Segment Start: GIVEN PASSAGE

Shouldn't be any issues in picking up threats from the forum. Pretty sure it is something to do with the ads. Either way it requires you to click on a link to get any threat and even then most security packages should stop it.


----------



## Aaron Brooks Wolters (Jan 24, 2011)

Mike, Norton probably will NOT EVER find the virus. It is not capable of it. I am not being a smart a$$, it just won't do it.


----------



## mikewint (Jan 24, 2011)

ABW, Anti-virus is a bit like anything else in this world, some people hate ford, others would have nothing else
been using Norton for about 10+ years and never had a problem with it. Only complaint was that it used to chew up a lot of CPU time and also was/is a pain to install. Most of that was fixed in 2009. PC Mag and several others rate Norton in the top 3 and for 2010 PC gave it their editors choice award.
I also scan with Counter Spy about once a week. So I'm satisfied


----------



## RabidAlien (Jan 24, 2011)

Segment End: GIVEN PASSAGE

Quote the forum thread on antivirus software, starting at "ABW, Anti-virus is" and ending at "editors choice award.".

Segment Start: RECORDS

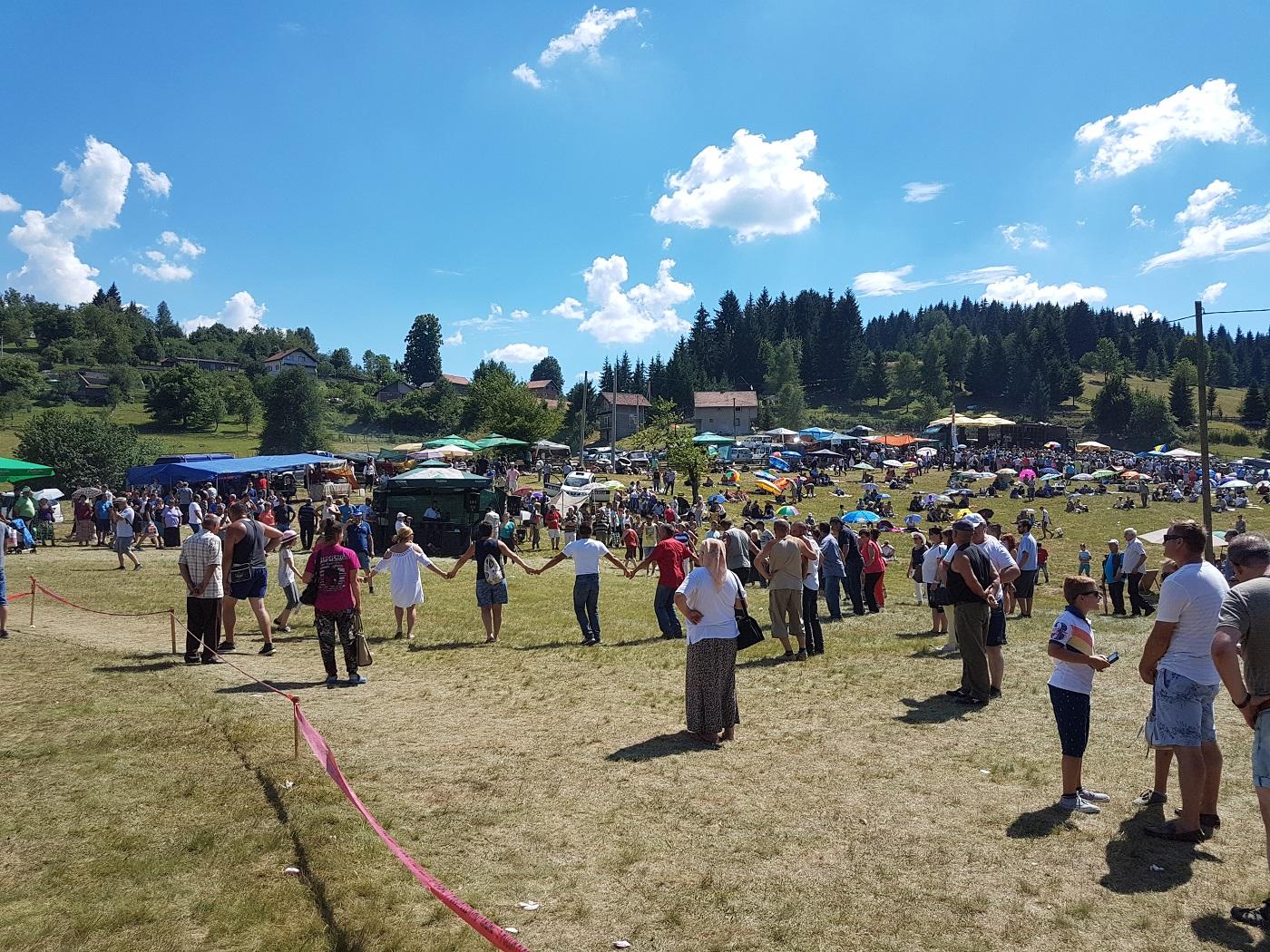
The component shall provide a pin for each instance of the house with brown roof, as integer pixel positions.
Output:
(291, 357)
(631, 414)
(729, 413)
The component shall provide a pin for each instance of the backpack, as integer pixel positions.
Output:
(493, 571)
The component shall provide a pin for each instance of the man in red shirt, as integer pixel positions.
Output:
(669, 555)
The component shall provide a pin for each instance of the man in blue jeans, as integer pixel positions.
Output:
(669, 555)
(831, 564)
(586, 554)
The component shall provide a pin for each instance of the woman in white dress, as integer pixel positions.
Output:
(403, 560)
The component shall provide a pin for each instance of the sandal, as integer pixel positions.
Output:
(1253, 916)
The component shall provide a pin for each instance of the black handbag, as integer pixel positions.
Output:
(748, 631)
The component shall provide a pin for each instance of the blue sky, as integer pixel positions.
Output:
(524, 170)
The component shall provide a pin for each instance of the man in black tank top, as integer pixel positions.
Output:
(971, 580)
(245, 574)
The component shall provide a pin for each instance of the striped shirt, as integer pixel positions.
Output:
(197, 552)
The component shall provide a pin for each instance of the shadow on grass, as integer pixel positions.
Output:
(662, 745)
(1132, 854)
(1039, 824)
(766, 662)
(148, 668)
(279, 685)
(936, 708)
(1223, 932)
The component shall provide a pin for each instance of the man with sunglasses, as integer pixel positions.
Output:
(1244, 632)
(1177, 663)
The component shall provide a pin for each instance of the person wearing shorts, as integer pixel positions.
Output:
(1244, 635)
(1177, 663)
(1070, 645)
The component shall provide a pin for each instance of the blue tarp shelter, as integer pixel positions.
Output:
(211, 470)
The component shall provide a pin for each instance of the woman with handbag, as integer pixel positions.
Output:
(710, 598)
(338, 605)
(403, 560)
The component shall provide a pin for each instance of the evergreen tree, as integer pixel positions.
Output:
(422, 364)
(295, 414)
(549, 368)
(1254, 406)
(1113, 406)
(1181, 400)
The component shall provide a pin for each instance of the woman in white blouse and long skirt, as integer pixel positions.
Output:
(708, 599)
(403, 560)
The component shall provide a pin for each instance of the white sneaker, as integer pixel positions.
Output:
(1077, 805)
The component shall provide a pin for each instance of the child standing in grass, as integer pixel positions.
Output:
(1070, 645)
(1086, 560)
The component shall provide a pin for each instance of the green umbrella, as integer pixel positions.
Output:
(711, 438)
(18, 470)
(451, 441)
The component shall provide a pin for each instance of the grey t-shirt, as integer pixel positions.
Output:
(1246, 608)
(738, 549)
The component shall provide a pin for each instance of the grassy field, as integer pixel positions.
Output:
(155, 806)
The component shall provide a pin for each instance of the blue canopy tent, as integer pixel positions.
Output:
(212, 470)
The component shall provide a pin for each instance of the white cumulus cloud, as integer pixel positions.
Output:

Segment End: RECORDS

OUTPUT BELOW:
ABW, Anti-virus is a bit like anything else in this world, some people hate ford, others would have nothing else
been using Norton for about 10+ years and never had a problem with it. Only complaint was that it used to chew up a lot of CPU time and also was/is a pain to install. Most of that was fixed in 2009. PC Mag and several others rate Norton in the top 3 and for 2010 PC gave it their editors choice award.